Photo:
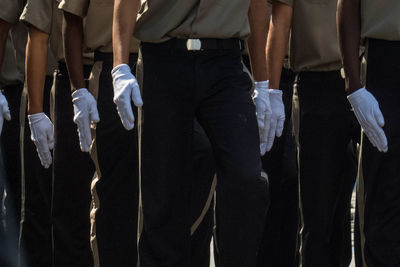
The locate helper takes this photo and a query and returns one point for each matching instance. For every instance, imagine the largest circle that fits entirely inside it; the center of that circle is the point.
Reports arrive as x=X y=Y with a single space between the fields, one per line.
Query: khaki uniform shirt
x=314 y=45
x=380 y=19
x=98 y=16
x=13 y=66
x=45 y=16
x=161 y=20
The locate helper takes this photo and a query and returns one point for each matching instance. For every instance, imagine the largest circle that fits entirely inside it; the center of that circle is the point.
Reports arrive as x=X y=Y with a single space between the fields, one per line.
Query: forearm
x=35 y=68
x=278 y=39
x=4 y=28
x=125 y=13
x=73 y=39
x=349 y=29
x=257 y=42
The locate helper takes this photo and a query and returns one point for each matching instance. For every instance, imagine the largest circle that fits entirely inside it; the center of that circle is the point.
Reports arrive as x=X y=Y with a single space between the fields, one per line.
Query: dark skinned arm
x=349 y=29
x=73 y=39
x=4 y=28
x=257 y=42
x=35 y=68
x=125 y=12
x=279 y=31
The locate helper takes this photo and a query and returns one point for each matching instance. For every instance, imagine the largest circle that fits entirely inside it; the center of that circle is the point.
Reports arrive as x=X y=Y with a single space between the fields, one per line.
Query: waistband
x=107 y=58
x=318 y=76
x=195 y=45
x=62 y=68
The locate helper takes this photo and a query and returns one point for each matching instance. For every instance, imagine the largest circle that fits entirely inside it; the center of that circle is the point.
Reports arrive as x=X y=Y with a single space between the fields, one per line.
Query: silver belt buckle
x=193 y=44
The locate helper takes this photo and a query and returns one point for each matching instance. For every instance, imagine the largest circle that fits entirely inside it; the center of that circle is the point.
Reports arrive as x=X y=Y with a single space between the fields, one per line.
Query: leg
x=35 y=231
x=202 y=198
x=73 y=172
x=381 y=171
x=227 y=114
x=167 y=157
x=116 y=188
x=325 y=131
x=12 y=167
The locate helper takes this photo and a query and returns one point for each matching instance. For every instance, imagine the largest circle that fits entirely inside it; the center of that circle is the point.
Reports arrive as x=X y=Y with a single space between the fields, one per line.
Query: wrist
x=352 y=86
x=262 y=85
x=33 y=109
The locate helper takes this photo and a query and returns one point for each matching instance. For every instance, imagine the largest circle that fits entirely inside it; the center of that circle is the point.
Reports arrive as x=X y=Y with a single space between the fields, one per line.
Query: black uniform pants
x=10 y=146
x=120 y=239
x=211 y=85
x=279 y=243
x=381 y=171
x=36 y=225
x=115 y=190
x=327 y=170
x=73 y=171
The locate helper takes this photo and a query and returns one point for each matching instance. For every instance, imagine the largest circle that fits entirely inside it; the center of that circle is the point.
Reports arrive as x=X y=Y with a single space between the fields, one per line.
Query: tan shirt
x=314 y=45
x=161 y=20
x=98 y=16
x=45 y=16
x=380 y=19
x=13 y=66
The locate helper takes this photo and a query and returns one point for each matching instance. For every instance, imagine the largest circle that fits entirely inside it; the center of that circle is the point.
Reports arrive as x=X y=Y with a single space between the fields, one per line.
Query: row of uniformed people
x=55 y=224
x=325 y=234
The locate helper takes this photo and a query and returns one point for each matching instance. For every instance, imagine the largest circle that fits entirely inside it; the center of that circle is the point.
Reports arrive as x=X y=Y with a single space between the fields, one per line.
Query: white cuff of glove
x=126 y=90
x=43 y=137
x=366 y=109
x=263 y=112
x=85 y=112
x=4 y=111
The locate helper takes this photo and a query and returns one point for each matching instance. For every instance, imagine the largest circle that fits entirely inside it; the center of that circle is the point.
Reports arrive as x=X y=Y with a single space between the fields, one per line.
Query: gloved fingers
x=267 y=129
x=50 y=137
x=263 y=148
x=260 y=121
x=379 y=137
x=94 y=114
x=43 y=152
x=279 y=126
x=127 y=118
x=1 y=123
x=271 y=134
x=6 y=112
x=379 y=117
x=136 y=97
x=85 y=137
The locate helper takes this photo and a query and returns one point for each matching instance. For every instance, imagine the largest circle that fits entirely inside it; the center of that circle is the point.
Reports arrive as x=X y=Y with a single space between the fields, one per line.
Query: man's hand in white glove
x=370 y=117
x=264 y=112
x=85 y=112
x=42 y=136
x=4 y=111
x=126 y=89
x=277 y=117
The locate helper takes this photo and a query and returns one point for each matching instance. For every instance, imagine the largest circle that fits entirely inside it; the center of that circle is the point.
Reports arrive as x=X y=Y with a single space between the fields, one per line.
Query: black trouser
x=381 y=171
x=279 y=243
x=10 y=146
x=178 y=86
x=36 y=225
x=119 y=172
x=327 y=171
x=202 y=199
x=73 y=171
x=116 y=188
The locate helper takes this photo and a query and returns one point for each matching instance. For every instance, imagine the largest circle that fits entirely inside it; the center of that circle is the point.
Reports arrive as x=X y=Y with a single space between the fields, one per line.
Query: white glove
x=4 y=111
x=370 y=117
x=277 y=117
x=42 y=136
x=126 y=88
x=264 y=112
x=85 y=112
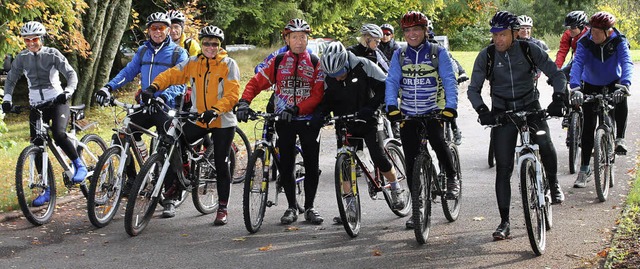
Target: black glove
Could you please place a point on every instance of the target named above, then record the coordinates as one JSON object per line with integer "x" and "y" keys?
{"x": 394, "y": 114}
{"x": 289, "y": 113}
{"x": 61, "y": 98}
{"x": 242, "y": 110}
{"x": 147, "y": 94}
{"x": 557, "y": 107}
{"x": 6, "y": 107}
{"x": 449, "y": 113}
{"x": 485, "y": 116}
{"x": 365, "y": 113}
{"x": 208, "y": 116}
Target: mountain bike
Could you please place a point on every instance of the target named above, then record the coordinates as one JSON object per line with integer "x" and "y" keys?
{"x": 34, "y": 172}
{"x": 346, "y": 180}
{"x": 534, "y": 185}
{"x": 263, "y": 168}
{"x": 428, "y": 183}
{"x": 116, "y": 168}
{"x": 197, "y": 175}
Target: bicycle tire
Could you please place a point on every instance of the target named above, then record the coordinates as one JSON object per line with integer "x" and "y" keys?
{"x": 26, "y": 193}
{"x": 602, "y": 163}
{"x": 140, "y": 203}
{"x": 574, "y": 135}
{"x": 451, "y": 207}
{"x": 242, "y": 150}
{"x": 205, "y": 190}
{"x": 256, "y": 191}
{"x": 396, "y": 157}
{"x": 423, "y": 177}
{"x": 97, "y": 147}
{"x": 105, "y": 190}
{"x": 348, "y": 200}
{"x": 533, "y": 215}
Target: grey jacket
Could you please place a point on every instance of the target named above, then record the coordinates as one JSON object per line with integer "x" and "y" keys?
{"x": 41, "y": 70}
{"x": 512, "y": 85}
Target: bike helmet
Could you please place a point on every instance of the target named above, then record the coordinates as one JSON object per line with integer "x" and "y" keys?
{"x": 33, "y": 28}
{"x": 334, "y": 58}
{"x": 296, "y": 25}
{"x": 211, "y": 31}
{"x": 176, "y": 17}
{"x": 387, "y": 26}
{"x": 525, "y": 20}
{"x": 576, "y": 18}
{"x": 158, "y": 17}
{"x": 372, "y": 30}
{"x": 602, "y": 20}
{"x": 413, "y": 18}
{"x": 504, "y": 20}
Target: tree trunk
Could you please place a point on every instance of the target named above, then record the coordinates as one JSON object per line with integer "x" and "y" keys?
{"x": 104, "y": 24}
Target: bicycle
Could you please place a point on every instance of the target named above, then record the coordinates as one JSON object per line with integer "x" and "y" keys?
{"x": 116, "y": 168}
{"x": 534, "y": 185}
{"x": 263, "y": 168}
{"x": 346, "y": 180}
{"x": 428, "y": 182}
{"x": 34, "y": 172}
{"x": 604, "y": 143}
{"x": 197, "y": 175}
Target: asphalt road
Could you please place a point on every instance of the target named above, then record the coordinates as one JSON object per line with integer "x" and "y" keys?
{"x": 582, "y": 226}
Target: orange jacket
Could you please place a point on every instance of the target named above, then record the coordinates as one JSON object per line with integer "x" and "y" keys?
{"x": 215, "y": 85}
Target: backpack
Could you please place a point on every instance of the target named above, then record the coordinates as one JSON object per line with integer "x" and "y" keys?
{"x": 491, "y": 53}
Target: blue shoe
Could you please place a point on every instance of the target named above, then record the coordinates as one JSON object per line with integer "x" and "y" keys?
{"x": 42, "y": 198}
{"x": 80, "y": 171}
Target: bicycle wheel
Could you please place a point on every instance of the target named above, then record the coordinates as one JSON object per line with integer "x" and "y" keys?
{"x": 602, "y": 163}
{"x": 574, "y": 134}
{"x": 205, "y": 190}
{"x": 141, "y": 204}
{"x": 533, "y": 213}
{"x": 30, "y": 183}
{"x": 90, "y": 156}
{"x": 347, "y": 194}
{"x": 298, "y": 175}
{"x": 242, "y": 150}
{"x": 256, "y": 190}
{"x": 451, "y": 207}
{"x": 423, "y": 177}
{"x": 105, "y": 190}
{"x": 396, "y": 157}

******************************

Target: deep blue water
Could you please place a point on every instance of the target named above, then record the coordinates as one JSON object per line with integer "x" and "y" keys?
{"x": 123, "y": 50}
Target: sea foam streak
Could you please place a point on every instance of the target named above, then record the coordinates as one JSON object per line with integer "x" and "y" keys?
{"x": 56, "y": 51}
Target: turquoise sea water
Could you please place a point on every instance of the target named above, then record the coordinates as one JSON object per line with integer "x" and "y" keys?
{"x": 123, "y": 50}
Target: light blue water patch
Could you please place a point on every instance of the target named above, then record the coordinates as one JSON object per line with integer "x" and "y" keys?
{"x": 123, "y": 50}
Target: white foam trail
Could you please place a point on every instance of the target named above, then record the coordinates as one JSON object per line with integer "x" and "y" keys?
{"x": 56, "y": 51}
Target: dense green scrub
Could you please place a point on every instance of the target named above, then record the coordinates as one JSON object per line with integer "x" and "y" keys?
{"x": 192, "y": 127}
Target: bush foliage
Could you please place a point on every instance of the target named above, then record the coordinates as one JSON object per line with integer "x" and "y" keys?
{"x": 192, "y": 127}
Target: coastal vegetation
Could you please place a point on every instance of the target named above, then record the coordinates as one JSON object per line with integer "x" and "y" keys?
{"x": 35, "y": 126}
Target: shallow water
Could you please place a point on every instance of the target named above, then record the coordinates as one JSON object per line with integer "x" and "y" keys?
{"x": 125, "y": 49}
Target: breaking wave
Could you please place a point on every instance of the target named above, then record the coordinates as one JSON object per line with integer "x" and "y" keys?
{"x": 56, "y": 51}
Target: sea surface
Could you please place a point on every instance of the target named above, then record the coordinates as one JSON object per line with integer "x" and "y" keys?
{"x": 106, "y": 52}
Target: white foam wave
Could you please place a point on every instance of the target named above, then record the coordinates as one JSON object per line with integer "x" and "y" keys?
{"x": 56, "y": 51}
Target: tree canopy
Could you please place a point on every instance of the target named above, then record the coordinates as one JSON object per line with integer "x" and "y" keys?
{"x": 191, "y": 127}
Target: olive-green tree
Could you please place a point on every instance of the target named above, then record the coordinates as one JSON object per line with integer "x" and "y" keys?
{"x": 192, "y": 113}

******************************

◆ **Aim of the exercise**: Every line in the listing that holds "green" belongs in the answer.

◆ **Solution for this task**:
Target: dense green scrub
Target: olive-green tree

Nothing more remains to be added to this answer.